Exercise
Every record here needs to be duplicated exactly.

• • •

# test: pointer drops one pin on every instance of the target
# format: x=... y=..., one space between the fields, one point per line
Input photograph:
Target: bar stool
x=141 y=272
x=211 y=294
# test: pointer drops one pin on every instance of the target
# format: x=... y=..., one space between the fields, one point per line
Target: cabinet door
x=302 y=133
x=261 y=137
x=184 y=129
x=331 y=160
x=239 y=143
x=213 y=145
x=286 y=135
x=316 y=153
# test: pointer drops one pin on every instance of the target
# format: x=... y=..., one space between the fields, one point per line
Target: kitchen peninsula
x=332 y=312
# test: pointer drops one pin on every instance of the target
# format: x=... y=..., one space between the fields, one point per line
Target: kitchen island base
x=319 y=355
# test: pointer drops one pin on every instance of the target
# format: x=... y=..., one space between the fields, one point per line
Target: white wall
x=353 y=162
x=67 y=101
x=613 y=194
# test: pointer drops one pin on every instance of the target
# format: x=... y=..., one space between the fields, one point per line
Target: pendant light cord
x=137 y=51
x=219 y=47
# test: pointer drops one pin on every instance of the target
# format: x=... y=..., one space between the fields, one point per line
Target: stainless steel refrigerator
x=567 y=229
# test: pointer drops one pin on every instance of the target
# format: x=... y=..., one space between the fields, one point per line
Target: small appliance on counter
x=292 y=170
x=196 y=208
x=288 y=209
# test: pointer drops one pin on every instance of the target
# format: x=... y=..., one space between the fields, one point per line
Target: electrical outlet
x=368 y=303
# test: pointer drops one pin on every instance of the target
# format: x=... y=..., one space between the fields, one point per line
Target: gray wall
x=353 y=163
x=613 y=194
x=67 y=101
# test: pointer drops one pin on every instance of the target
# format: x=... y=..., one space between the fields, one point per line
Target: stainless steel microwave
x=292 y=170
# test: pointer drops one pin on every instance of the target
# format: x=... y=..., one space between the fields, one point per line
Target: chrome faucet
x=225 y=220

• • •

Task result
# test: pointer drops one pin on every instance of the target
# format: x=... y=..., one space between the fields, one point per line
Input photograph:
Target: bar stool
x=141 y=272
x=211 y=294
# test: pointer drops one pin on every instance of the target
# format: x=... y=..., one space between the fields, one point per line
Target: cabinet door
x=302 y=133
x=261 y=137
x=184 y=129
x=331 y=160
x=239 y=143
x=213 y=145
x=286 y=135
x=316 y=153
# test: pointer drops one pin on every instance of the target
# format: x=... y=..., one space between the fields, one point per line
Target: kitchen peninsula
x=332 y=312
# test: pointer drops one pin on every instance of the target
# format: x=... y=..., one space between the fields, one point per line
Target: kitchen island base
x=319 y=355
# test: pointer drops one pin on every instance of the target
# format: x=... y=..., one space between the fields, one point per line
Target: white wall
x=353 y=162
x=67 y=101
x=613 y=194
# test: pointer drops one pin on every instance of the target
# format: x=... y=..., one space between the fields, one point per line
Target: pendant light cord
x=137 y=51
x=219 y=47
# test: pointer drops one pin on every instance of the target
# format: x=... y=..., one space between the fields, one point per line
Target: stainless steel refrigerator
x=567 y=229
# test: pointer drops one pin on every instance of the target
# format: x=... y=..., one space between the fields, one point per line
Target: small appliance on counter
x=292 y=170
x=196 y=208
x=288 y=209
# test: pointer drops one pin on every instance of the target
# format: x=... y=..., one space between the fields, one point per line
Target: electrical outlet
x=368 y=303
# test: pointer drops one pin on every instance of the target
# format: x=... y=..., one space between the fields, one point per line
Target: gray wall
x=353 y=163
x=613 y=194
x=67 y=101
# test: pointer drops one pin on every instance of the target
# format: x=... y=..., one space between the fields, one point per line
Target: stainless steel microwave
x=292 y=170
# test: pointer drops one pin on every instance of the target
# format: x=... y=..., one space between the fields, one point per line
Target: chrome faucet
x=225 y=220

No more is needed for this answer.